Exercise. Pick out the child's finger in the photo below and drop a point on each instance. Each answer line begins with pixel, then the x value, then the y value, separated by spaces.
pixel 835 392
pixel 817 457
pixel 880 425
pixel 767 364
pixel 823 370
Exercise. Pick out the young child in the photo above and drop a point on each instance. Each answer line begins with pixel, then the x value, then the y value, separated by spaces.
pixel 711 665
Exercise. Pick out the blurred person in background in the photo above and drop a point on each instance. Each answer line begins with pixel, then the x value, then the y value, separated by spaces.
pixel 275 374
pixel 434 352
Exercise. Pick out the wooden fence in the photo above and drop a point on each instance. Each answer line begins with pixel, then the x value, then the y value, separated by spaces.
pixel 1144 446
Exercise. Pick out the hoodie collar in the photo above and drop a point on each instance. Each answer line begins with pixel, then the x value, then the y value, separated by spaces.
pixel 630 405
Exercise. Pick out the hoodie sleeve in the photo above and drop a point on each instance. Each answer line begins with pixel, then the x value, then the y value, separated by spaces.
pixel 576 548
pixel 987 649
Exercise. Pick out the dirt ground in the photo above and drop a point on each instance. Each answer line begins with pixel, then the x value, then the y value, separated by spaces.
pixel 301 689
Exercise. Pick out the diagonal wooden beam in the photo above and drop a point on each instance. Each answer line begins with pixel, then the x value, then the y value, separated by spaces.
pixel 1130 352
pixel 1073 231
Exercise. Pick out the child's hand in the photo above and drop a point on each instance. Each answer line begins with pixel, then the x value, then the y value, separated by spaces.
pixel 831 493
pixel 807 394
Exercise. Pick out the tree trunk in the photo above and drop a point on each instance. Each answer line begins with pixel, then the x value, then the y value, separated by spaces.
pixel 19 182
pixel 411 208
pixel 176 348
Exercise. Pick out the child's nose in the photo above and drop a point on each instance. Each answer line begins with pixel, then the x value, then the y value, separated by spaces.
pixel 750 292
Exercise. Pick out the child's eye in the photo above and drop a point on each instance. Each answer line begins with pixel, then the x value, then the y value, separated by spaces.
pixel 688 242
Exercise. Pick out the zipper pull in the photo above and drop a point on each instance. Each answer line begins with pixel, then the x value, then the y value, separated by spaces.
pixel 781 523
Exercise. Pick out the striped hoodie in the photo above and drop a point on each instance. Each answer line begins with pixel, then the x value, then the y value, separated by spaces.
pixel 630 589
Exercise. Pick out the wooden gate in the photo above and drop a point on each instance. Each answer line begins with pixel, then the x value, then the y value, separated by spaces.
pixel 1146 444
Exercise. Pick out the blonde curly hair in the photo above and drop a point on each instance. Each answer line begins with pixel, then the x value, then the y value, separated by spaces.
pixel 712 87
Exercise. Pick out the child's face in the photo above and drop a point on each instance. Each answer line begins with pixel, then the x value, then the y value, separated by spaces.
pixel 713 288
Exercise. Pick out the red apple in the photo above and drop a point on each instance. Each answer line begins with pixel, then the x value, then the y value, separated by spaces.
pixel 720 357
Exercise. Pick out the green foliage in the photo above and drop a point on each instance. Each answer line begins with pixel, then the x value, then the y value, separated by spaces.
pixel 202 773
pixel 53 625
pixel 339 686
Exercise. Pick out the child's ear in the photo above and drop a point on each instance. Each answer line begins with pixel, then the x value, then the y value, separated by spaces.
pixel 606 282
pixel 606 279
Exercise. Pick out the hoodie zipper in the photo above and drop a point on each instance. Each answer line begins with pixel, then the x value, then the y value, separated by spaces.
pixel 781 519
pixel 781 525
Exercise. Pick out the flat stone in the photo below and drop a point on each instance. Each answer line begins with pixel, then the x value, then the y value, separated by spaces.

__________

_What you will do_
Render the stretch of the items above that opens with the line containing "Exercise. Pick out the child's hand" and closes with the line containing "pixel 807 394", both included, as a Markdown table with the columns Row and Text. Put a row number under Row and one line per row under Text, skipping any blank lines.

_Reply to the task_
| Row | Text |
|---|---|
| 1 | Exercise. Pick out the child's hand in the photo above and drop a point on each instance. Each answer line begins with pixel, then the x value, then the y value, separated by spaces. |
| 2 | pixel 831 493 |
| 3 | pixel 807 394 |